Identify each line in the listing below that contains the string "region", and copy those lines. Case counts when matching.

┌─ DATA PROVIDED

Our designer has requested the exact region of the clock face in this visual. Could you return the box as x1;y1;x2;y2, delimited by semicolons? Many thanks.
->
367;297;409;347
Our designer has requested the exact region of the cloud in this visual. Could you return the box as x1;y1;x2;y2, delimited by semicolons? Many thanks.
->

└─

**EXERCISE OUTPUT**
Our designer has requested the exact region of the clock face in this visual. Could you return the box as x1;y1;x2;y2, delimited by semicolons? Many thanks.
Our designer has requested the exact region of the cloud in this visual. Could you return the box as x1;y1;x2;y2, delimited by semicolons? Many thanks.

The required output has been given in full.